Given text
--- Begin ---

Pie On The Cherry

Liliana’s adventures and interests in dance and art

“Real” and “Fake”

The Ontario College of Art and Design University (OCAD U) graduate exhibition I attended last weekend was so inspiring. I particularly enjoyed the sculpture and mixed media sections.  Below I share with you my impression of one work that inspired me in particular.

Clara Urech’s piece was small and not very impressing at first sight. Compared to the more visually attractive and bigger sculptures of a female nude, felt cubes and big tree branches marked with tinny writing it did not draw my attention immediately. I was about to walk pass it but thankfully I decided to stop and examine it after all.

The piece consisted of two empty jars with red lids. Each jar contained a trapped, inert, butterfly inside. The two jars seemed identical at first sight. At a closer look however I could distinguish that one of the jars was a “real” jar and the other one was a “fake” jar. The “real” jar was a true glass jar probably originally containing some jam or pasta sauce. Inside it was a “real”, dead butterfly. The “fake” jar was a very careful imitation of the “real” one. It was made out of plastic and the lid was made out of material. The butterfly was also made out of material.

--- End ---

Point annotation dataset records

--- Begin ---

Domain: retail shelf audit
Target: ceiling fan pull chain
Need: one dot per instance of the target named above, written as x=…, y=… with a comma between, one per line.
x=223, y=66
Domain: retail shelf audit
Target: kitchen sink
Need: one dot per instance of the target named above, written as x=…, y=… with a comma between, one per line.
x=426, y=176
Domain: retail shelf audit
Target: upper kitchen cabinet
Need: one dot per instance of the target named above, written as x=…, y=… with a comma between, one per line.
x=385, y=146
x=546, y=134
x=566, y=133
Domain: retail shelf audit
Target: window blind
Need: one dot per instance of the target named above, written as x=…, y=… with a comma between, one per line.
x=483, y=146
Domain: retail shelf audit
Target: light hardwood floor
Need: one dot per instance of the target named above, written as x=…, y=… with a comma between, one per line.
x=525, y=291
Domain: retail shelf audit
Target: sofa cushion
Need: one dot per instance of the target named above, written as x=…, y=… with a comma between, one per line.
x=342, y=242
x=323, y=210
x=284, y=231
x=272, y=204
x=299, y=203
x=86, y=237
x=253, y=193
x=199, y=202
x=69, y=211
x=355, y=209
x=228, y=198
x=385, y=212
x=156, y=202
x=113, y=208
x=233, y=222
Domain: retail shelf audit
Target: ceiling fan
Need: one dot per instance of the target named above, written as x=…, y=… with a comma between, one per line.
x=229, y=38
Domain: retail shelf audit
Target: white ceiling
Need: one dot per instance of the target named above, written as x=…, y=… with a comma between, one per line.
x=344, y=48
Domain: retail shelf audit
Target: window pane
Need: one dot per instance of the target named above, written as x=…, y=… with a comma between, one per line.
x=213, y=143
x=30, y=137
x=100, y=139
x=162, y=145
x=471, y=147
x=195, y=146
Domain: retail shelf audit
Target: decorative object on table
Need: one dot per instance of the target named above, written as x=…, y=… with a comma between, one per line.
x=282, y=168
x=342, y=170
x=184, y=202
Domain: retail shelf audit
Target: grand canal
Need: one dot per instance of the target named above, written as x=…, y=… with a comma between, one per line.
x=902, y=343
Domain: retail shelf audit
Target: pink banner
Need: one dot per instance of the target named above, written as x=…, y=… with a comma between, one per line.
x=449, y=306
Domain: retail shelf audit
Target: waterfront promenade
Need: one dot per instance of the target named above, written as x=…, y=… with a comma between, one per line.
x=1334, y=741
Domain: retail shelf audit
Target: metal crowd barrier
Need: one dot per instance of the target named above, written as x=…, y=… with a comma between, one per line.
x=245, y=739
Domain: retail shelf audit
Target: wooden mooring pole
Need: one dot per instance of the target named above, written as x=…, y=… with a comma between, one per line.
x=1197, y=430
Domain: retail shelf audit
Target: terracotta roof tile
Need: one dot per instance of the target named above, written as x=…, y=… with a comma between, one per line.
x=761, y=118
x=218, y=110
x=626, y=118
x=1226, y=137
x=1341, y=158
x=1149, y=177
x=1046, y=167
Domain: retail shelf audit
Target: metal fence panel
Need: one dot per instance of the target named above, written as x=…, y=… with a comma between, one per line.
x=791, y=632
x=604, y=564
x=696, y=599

--- End ---
--- Begin ---

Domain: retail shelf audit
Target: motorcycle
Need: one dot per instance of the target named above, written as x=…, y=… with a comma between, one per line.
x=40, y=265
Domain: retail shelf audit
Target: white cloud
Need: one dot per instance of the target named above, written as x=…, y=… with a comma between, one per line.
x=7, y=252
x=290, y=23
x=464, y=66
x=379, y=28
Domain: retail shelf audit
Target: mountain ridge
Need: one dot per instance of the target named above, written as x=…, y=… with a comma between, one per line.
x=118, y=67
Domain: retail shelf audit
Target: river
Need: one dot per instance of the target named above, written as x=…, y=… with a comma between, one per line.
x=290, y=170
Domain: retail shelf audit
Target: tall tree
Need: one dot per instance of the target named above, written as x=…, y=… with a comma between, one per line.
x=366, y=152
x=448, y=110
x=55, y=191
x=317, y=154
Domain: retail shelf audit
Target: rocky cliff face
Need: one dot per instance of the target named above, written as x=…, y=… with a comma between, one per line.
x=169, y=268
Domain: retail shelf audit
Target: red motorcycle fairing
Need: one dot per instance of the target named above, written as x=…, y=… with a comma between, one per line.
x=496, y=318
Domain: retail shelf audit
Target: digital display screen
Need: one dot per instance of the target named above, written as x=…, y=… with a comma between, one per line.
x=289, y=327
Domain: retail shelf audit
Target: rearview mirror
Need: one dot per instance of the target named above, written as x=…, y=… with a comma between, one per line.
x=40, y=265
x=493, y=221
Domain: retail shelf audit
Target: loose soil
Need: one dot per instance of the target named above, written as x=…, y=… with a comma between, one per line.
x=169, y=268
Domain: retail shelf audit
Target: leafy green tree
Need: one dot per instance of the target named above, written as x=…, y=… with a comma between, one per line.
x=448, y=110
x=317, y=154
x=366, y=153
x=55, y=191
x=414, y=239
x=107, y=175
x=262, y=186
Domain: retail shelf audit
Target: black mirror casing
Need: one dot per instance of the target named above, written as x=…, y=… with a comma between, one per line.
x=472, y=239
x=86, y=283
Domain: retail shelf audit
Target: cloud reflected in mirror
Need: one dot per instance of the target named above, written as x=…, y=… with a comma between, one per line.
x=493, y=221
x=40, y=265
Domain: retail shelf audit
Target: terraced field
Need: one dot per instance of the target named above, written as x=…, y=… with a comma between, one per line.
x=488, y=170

--- End ---
--- Begin ---

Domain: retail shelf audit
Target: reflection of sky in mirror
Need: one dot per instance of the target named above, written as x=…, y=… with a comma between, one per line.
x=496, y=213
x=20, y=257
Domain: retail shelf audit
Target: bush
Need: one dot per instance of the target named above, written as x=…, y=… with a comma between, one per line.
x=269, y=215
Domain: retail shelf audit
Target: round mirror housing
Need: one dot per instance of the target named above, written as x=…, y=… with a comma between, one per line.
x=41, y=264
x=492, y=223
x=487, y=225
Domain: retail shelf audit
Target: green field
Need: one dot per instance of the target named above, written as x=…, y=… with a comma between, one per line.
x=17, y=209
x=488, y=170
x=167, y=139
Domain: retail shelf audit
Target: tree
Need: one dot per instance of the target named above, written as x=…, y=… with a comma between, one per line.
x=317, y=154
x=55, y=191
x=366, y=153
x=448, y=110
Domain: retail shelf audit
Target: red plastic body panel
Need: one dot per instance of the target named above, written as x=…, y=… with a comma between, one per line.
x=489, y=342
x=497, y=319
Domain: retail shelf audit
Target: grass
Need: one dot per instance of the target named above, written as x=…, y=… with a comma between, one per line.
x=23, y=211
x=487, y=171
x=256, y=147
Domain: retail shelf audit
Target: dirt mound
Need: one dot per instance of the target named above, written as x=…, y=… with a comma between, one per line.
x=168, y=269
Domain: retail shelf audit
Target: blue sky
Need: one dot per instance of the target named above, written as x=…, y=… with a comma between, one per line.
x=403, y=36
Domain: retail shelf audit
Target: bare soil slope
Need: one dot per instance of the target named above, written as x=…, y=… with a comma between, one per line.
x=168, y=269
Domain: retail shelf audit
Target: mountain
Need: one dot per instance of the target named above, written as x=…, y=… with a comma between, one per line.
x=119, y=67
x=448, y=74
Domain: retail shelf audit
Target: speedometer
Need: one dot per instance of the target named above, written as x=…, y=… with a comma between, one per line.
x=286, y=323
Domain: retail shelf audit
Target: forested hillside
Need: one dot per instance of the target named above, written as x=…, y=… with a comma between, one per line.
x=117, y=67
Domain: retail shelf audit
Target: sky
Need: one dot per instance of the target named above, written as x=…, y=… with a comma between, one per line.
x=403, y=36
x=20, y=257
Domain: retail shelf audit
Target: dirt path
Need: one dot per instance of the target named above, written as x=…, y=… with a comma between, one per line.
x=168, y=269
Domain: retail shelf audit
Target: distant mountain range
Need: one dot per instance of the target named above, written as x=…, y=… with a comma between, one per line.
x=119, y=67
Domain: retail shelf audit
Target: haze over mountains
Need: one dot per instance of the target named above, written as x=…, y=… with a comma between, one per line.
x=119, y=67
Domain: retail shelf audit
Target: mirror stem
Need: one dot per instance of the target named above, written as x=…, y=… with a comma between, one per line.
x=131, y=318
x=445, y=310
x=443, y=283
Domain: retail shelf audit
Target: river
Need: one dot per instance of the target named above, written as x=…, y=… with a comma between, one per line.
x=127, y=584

--- End ---

Parts of the exercise
(1) According to the blog post, which sections of the graduate exhibition did the writer particularly enjoy?
(2) Pull out every line in the records that contains the string "soil", matching upper and lower case exactly.

Solved tasks
(1) The sculpture and mixed media sections.

(2)
Target: loose soil
Target: bare soil slope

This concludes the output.